__Supplied material__.
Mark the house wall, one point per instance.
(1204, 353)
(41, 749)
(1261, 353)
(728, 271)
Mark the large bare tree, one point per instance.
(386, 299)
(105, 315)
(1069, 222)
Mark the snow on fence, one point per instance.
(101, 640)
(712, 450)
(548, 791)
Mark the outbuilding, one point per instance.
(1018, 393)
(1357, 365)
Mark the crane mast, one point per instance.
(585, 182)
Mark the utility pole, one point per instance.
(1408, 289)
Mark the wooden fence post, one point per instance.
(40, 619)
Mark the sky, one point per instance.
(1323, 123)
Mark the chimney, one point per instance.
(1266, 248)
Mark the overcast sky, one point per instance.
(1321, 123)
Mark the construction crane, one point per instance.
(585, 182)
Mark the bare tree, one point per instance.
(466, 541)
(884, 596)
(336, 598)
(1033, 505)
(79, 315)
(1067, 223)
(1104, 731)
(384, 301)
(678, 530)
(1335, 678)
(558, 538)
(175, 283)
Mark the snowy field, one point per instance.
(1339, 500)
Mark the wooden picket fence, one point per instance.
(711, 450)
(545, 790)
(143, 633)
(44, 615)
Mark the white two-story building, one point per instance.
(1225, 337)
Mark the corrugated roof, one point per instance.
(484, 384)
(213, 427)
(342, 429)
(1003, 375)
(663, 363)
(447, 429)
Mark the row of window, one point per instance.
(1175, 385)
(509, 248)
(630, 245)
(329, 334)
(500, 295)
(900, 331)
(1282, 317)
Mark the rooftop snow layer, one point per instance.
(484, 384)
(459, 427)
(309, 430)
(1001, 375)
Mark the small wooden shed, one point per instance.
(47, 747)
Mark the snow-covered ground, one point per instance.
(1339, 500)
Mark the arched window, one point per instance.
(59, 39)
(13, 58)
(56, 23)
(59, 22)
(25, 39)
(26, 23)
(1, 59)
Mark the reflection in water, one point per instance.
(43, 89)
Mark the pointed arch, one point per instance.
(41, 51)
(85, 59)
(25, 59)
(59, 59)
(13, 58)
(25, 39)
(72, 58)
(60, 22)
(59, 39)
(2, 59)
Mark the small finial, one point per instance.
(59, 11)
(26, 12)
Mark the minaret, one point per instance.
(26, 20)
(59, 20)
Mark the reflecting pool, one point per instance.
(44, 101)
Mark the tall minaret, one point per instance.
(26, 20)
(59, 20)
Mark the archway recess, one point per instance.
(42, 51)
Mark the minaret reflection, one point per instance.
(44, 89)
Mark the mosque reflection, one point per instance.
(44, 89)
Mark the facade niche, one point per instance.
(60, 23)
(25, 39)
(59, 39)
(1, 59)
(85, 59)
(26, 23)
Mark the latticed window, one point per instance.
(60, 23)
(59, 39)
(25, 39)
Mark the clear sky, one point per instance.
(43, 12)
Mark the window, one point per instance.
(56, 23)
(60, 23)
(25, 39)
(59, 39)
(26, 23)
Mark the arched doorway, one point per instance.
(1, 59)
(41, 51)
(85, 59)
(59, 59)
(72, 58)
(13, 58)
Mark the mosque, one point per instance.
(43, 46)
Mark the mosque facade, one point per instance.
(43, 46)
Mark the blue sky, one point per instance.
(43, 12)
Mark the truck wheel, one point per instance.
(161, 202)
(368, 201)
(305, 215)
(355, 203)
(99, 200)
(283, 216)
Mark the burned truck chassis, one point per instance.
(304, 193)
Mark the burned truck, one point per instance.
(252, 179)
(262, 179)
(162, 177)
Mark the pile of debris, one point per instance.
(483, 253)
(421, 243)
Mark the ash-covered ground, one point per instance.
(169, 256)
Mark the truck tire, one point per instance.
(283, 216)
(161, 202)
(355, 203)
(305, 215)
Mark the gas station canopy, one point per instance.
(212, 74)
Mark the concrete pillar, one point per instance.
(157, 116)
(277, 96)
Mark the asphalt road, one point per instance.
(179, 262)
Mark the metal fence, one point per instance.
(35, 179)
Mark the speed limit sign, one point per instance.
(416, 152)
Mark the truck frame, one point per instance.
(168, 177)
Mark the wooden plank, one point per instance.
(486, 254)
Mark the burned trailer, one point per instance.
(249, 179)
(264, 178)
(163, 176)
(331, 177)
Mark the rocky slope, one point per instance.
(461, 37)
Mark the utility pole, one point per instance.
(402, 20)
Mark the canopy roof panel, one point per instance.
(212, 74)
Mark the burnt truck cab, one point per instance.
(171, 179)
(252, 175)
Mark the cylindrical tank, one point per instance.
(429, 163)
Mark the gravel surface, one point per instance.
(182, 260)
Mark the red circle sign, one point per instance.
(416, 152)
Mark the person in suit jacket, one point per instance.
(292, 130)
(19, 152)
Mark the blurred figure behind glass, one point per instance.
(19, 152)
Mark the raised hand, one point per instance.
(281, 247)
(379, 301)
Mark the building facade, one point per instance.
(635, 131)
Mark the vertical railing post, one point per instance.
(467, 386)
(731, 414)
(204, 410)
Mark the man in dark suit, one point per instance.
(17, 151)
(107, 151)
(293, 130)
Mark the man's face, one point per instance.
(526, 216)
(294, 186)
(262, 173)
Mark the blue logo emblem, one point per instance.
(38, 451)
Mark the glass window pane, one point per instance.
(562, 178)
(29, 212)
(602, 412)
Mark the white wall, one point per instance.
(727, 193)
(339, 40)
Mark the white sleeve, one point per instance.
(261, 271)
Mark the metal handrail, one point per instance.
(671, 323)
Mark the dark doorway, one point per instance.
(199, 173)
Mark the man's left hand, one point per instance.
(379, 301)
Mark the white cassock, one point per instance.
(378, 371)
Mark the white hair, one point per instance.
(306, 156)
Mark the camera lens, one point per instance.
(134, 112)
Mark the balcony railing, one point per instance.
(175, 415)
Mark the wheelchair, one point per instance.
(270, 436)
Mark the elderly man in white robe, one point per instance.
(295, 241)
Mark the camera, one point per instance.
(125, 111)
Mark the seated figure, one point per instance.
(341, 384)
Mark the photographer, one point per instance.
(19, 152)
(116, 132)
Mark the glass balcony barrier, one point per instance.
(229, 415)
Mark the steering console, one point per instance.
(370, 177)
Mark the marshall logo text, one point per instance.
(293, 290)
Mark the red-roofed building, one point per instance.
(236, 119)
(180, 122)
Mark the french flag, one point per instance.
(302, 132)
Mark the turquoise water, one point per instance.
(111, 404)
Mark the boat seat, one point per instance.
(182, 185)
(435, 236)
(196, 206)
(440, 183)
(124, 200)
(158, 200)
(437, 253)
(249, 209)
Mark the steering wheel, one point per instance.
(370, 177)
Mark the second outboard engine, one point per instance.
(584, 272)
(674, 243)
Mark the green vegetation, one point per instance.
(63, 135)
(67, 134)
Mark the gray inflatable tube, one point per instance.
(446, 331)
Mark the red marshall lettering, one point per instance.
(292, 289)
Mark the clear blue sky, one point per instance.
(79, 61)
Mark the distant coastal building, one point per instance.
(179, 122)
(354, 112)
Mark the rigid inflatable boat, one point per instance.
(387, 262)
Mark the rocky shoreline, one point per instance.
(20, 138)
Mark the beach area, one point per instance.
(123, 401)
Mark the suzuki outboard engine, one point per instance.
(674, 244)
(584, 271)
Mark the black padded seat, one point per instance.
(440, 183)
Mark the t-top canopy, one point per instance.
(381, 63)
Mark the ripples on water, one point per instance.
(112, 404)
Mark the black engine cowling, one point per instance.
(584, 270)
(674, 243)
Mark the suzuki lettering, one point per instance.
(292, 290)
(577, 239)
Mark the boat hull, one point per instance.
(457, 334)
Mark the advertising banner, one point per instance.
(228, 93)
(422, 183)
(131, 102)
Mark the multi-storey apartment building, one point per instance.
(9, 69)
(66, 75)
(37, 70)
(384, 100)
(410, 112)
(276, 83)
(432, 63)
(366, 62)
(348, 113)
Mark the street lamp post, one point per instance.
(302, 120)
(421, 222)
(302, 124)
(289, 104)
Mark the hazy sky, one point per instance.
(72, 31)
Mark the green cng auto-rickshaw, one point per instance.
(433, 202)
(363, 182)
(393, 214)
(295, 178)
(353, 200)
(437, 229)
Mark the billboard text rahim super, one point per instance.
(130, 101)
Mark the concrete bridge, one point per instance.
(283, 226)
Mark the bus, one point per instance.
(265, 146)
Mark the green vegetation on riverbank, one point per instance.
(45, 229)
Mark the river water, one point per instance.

__What the exercise asks__. Can you copy out the rows character for character, starting at the first line of the rows and stopping after the line that contains "(1321, 123)"?

__Output__.
Mark the house wall, one point per instance.
(1204, 353)
(41, 749)
(1261, 353)
(728, 271)
Mark the large bare tree, one point per instance.
(386, 299)
(105, 315)
(1069, 222)
Mark the snow on fence, one point per instance.
(101, 640)
(712, 450)
(548, 791)
Mark the outbuilding, one point per instance.
(1018, 393)
(1357, 365)
Mark the crane mast, one point per instance.
(585, 182)
Mark the utility pole, one point per instance.
(1408, 289)
Mark the wooden fence post, one point per instance.
(40, 619)
Mark the sky, one point per instance.
(1323, 123)
Mark the chimney, one point per instance.
(1266, 248)
Mark the overcast sky, one point per instance.
(1321, 123)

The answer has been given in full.